## Your objective
Would you please write out each entry precisely as given?

## Dataset records
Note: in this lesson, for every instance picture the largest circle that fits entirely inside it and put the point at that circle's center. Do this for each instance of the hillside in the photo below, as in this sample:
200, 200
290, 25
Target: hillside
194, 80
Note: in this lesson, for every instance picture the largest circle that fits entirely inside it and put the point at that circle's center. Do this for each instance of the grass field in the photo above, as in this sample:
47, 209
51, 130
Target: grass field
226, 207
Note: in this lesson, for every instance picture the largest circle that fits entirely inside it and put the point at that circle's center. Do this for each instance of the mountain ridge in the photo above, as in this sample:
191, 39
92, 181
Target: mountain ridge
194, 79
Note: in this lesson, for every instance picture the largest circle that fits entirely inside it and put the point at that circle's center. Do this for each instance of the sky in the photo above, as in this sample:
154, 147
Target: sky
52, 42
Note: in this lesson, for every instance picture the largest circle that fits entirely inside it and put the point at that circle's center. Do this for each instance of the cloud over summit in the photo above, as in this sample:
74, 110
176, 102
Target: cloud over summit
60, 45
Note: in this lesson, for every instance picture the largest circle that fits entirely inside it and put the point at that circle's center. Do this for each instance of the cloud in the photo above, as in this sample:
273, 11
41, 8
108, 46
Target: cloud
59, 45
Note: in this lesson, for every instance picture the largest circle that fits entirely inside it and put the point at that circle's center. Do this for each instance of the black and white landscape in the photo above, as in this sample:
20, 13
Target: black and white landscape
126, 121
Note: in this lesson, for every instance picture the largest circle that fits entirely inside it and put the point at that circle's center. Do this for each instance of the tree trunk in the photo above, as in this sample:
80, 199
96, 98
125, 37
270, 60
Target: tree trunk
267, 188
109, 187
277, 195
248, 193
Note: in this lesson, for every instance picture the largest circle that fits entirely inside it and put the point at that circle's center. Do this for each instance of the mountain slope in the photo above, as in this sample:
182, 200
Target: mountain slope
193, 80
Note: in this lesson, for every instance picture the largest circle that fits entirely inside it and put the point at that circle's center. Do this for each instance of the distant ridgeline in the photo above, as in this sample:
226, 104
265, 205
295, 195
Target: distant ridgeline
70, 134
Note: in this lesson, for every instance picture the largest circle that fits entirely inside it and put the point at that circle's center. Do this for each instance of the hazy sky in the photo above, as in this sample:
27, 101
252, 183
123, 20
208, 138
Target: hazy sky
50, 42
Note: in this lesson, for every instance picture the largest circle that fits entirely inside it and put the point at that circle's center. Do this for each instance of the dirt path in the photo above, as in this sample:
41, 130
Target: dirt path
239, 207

## Response below
Note: in this lesson, for every instance picture the largest circle that fits entirely inside it and put the point at that circle's center. Do this for each instance of the hillside in the photo below, as in this sample:
200, 200
290, 25
Target: hillside
194, 80
Note: in this lesson, for every instance picture the largest circle that fits entirely inside it and put the point at that circle's center. Do this for each instance of the grass field in the photo above, as in this sample:
47, 209
51, 130
Target: grass field
226, 207
Note: in this lesson, for every instance picture the largest circle that fits entirely inside it and put the point at that circle's center. Do this for each instance of the mountain ridge in the photo above, as in this sample:
191, 39
92, 181
Target: mountain ridge
194, 79
Note: in this lesson, for every instance picture the largest circle that fits entirely inside it and put the point at that circle's center. Do this for each instance of the sky in the photo above, as in this sample:
154, 147
Target: sky
52, 42
Note: in this lesson, for every instance picture the largest circle that fits entirely inside it and put the point at that circle's center. Do this for each instance of the cloud over summit in the photo above, as in this sample:
74, 110
176, 102
Target: cloud over summit
60, 45
Note: in this lesson, for every instance picture the largest circle that fits entirely inside it and put the point at that circle's center. Do this for each instance of the cloud in the photo above, as in this sample:
273, 11
41, 8
108, 46
Target: cloud
59, 45
Note: in this lesson, for every instance picture the largest circle that fits entirely inside it and put the point at that circle's center. Do this for each instance of the black and white landscape in the photo above, as in this sample:
20, 13
Target: black and white landscape
126, 121
Note: in this lesson, for every instance picture the largest circle that fits entirely inside it and put the point at that circle's center. Do this for each instance of the tree trunk in the photo above, as in this sample:
80, 199
96, 98
125, 37
270, 60
Target: tree trunk
267, 188
109, 187
277, 195
248, 193
Note: in this lesson, for every instance picture the largest circle that fits entirely inside it and put the point at that circle's center. Do this for each instance of the mountain slope in the photo above, as in this sample:
182, 200
Target: mountain slope
193, 80
Note: in this lesson, for every instance picture the largest circle that fits entirely inside it and put the point at that circle's center. Do this for each instance of the distant ridgeline in the photo above, as in this sample:
226, 104
265, 205
295, 195
Target: distant ridgeline
70, 134
Note: in this lesson, for every instance picture the largest circle that fits entirely inside it and put the point at that circle's center. Do this for each instance of the hazy sky in the photo above, as in this sample:
27, 101
252, 183
123, 20
208, 138
Target: hazy sky
50, 42
Note: in this lesson, for every instance picture the largest circle that fits entirely inside it and put the point at that circle's center. Do this for each instance of the dirt path in the photo above, as in this sample:
41, 130
Target: dirt path
239, 207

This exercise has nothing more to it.